**演習課題**
A) 森監督の回想記事について、次の問いに答えなさい。
(i) 上尾高3年生の春、森監督がベンチ入りメンバー15人には入れなかったものの加えてもらったのは、どのような25人か。
(ii) 中学2年生の夏、森監督は指導者から投げ方を何に変えるように言われたか。
(iii) 大谷場中学の時、横浜スタジアムで行った大会で何位に入ったか。
B) 森監督の回想記事の最後の文に続けて、その先を書き継ぎなさい。

**出典抜粋**
============

報知高校野球(2005年9月号)の連載「私の高校野球」に浦和学院野球部の森監督が紹介されています。

◇「私自身が失敗作」が指導者としての原点 感動だった憧れの聖地

 私の指導者としての“原点”は「私自身が失敗作だ」ということです。私は高校、大学を通じて、選手としては世に出ることができなかった。頑張ったというだけでなく、それをいい結果に結びつける、選手の思いと能力を開花させるための手助けをする、ということが大事だと思います。

 甲子園には監督になってから何度か来させて頂きましたが、現役の上尾高3年生の春、センバツの甲子園練習で来た時の事は今でも忘れられません。私はベンチ入りメンバー15人に入れませんでしたが、大会前の甲子園練習に参加できる25人には加えてもらいました。雨のため、練習は室内練習場で行ったのですが、終了後にグラウンドに足を踏み入れることができました。階段を上がってベンチから出た瞬間、スコアボードがドーンと視界に入った。「これが憧れの聖地か」と感動しましたが、同時に「この衝撃を一年前に味わっていたら、随分変わっていたんじゃないか」とも思いました。その頃は右ひじ手術後、復活へ苦しんでいた時期。自分なりに頑張っていながら、実際にプレーする場所という意味では甲子園は遠い存在になりつつあったのです…。

◇小学校から抱えたヒジ痛 サイドスロー投手転向 中学時代は全国3位

 私は小学5、6年生の頃からいわゆる“野球ヒジ”でした。投げ方が悪かったんだろうと思うんですが、既にヒジ痛を抱えていた。少年時代から今でも、ヒジが曲がったままです。中学2年生の夏ですが、他に体の大きな速球派投手がいたこともあり、サイドスローに変えるように指導者から言われたんです。これが、腰の回転やバランスとかが私に合ったんでしょうね、ヒジ痛も消えたんです。それから自分なりのイメージの投球ができるようになった。中学生にとって横や下から投げる投手は打ちにくいし、カーブが結構曲がっていたから。浦和市(現さいたま市)の大谷場中学の時は、中体連主催の大会ではないんですが、横浜スタジアムで行った大会で全国3位に入ったことがありました。その時、1試合10奪三振を取って新聞に載った記憶があります。

============

一連のレコード

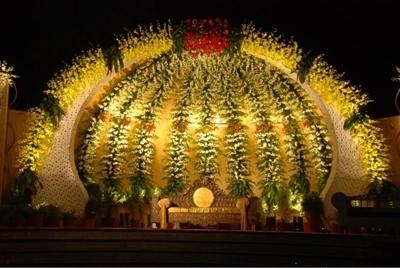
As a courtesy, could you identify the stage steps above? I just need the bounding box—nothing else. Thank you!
[0,228,400,266]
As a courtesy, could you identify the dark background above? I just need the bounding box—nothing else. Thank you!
[0,0,400,118]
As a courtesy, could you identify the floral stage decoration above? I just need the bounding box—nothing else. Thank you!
[12,18,390,217]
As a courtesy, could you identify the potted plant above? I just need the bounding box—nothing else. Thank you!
[82,183,101,227]
[30,202,48,227]
[99,191,118,227]
[63,211,77,227]
[301,192,324,232]
[42,204,62,227]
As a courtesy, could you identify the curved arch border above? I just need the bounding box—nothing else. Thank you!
[14,20,389,218]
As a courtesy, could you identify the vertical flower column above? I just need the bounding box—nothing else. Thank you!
[279,73,332,192]
[127,55,186,201]
[165,65,193,195]
[219,56,254,197]
[192,58,219,179]
[77,56,167,186]
[241,59,286,213]
[102,55,177,202]
[265,70,310,208]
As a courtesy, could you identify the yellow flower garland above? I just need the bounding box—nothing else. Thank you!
[241,25,390,181]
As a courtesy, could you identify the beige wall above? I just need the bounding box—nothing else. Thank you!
[2,110,28,197]
[0,80,8,200]
[378,115,400,186]
[2,108,400,197]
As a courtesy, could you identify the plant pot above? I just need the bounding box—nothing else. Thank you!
[101,217,115,227]
[303,217,322,233]
[292,216,304,232]
[63,218,78,227]
[47,216,62,227]
[119,213,133,227]
[265,216,276,231]
[29,213,44,227]
[82,218,96,228]
[276,221,289,232]
[6,215,26,227]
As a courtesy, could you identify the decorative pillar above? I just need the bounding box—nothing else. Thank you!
[0,81,9,202]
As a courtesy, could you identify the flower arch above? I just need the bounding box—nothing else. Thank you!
[13,19,389,220]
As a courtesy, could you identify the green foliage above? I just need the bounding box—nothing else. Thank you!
[4,168,43,205]
[296,51,315,83]
[227,178,254,197]
[102,45,124,73]
[259,179,288,214]
[126,174,153,204]
[301,192,324,217]
[40,204,63,218]
[367,179,400,200]
[224,28,243,55]
[289,173,310,203]
[172,22,184,54]
[343,106,368,130]
[40,94,65,126]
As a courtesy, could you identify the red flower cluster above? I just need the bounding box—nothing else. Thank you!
[256,123,271,133]
[183,18,229,57]
[122,117,131,126]
[143,123,156,132]
[100,112,113,122]
[175,121,188,132]
[228,123,242,134]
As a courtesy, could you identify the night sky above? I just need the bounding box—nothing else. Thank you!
[0,0,400,118]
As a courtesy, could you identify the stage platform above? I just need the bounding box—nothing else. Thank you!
[0,228,400,266]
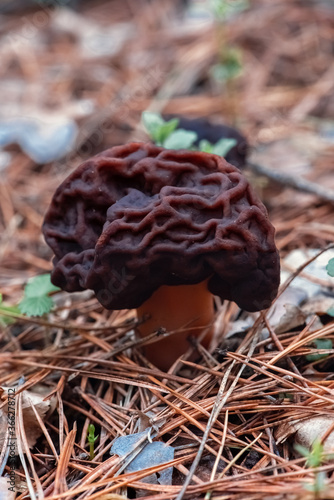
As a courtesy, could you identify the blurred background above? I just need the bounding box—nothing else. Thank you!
[0,0,334,294]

============

**課題別解答**
A)
(i) 大会前の甲子園練習に参加できる25人
(ii) サイドスロー
(iii) 全国3位

B)
◇上尾高で名将と出会う 監督は多くを語らず怖さもシゴキもなし

 高校は埼玉・上尾高に進みました。元プロ投手(西日本、西鉄、近鉄)で、名将といわれた野本喜一郎監督(1986年に逝去)率いる強豪校です。私は、中学までは投手としての本格的な指導を受けたことがなかった。高校では投手出身の監督さんに、より専門的で高度な技術を学んでみたいという気持ちがありました。ヒジの故障持ちで不安を抱えていたから、そういう人の指導を受けたらいいんじゃないかと…。

 実際に上尾に入学すると、野本監督は多くを語らず、しかし選手一人一人をちゃんと見ている方でした。高校ではサイドから段々アンダースローに近くなったんですが、技術面で教わったことといえば「外から中へ、腕を8の字に振れ」と言われたぐらい。怖いとか凄くしごかれたとかいう記憶はありません。監督も還暦を迎えられた頃で、ずっとベンチに座っておられる。練習終了後に選手がその前に並んで言葉を待つ。監督の言葉が週に7回、「ご苦労さん」だけなんて時もありました。

◇選手は監督の言葉に飢え監督は巧みな方法で向上心につなげていった

 ただし、監督はベンチの中で、選手が打席に入ると「相手投手はこうだよ」とか「ここはこうやっちゃあいけねえんだ」とか「こういう時はこうだろう」など一人でいろいろ喋るんです。でもその選手がベンチに帰ってくると何も言わない。周りの選手に聞かせると同時に、当事者にはチームメートが「監督がこう言ってたぞ」と伝えることになる。私たち選手にすれば、監督が自分のプレーをどう言っているのか気になります。そういう気持ちを、巧みに向上心につなげていたのかもしれません。私たちは常に、監督の言葉に飢えていた。仲間や来客の方から「監督がお前のこと、こう言ってた」などと教えてもらうのがとても嬉しかったですね。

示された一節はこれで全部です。